■ YOUR GOAL
Transcribe the portion of the Opik tracing passage below that begins with the words "A trace represents" and ends after the words "any intermediate steps.".

SOURCE TEXT section start

Opik’s tracing system gives you full visibility into what your LLM application or agent is doing — every call, every step, every intermediate result. There are three building blocks you need to understand:

  1. Trace: A complete execution path for a single interaction with an LLM or agent
  2. Span: An individual operation or step within a trace
  3. Thread: A collection of related traces that form a conversation or multi-turn workflow

Traces

A trace represents a complete execution path for a single interaction with an LLM or agent. Think of it as a detailed record of everything that happened during one request-response cycle — inputs, outputs, timing, token usage, and any intermediate steps.

SOURCE TEXT section end
DATASET CONTENT section start

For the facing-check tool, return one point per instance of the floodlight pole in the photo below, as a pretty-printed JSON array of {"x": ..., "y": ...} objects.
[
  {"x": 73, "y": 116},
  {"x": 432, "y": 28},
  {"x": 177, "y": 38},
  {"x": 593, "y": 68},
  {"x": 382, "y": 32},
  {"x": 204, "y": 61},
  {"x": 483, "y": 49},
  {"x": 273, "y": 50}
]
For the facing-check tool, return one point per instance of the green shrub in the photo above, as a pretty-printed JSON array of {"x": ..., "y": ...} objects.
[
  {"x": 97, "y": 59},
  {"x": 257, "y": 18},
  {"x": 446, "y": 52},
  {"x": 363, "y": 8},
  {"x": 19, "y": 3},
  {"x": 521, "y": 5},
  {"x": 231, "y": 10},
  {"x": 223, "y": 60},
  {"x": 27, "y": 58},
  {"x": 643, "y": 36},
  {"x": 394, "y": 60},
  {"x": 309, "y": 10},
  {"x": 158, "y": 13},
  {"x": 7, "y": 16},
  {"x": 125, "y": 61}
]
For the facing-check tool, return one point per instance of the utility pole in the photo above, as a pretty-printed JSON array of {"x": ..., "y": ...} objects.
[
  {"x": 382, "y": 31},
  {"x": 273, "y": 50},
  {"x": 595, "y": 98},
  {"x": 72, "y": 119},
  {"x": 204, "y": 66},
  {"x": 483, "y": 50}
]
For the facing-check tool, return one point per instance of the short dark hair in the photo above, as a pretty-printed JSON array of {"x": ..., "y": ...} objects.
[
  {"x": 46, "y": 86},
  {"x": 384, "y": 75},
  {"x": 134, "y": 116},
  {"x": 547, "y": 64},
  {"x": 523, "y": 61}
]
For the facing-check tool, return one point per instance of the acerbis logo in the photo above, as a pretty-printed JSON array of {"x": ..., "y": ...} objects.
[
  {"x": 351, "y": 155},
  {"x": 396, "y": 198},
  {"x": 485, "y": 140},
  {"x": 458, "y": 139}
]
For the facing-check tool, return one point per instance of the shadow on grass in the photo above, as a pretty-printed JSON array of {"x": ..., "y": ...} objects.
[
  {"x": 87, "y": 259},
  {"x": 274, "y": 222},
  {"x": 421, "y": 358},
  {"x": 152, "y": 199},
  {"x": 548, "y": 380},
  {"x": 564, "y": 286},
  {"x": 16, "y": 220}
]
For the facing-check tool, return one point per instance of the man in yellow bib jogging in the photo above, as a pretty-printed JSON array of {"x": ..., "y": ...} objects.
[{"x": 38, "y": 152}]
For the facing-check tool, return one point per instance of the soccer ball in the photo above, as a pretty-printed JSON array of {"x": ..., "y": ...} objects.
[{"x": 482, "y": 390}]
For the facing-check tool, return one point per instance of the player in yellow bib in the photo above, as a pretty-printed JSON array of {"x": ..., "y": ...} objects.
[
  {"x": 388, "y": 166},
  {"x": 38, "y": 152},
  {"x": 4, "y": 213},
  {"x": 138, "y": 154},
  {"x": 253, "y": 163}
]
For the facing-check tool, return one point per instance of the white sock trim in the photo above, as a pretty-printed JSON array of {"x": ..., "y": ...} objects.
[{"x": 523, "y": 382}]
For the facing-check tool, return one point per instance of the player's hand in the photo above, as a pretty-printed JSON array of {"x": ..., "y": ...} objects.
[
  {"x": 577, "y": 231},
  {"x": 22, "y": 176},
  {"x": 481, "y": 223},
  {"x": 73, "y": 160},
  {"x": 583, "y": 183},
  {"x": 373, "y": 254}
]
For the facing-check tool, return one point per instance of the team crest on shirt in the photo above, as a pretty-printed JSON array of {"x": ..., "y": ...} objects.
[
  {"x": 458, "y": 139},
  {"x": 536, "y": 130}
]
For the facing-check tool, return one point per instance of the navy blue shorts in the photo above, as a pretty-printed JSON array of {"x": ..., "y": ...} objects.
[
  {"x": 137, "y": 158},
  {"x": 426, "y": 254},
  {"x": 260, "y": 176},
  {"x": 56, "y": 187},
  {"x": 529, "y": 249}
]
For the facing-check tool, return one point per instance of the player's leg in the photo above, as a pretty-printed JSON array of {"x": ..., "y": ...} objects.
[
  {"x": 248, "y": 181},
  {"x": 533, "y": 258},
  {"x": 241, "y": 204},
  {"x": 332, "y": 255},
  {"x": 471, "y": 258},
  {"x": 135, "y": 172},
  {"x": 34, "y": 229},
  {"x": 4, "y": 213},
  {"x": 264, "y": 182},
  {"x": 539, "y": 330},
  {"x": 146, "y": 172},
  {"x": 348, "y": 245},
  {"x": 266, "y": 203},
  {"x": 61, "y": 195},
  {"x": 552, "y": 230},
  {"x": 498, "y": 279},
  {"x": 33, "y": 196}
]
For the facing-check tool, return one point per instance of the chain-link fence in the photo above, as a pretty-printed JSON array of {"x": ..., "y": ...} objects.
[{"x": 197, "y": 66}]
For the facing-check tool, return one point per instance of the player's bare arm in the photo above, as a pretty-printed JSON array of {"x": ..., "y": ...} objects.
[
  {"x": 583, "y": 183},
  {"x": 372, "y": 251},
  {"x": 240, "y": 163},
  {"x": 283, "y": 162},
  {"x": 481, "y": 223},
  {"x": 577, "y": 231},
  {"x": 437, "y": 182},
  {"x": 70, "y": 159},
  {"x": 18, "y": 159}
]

DATASET CONTENT section end

■ RESPONSE TO THE EXERCISE
A trace represents a complete execution path for a single interaction with an LLM or agent. Think of it as a detailed record of everything that happened during one request-response cycle — inputs, outputs, timing, token usage, and any intermediate steps.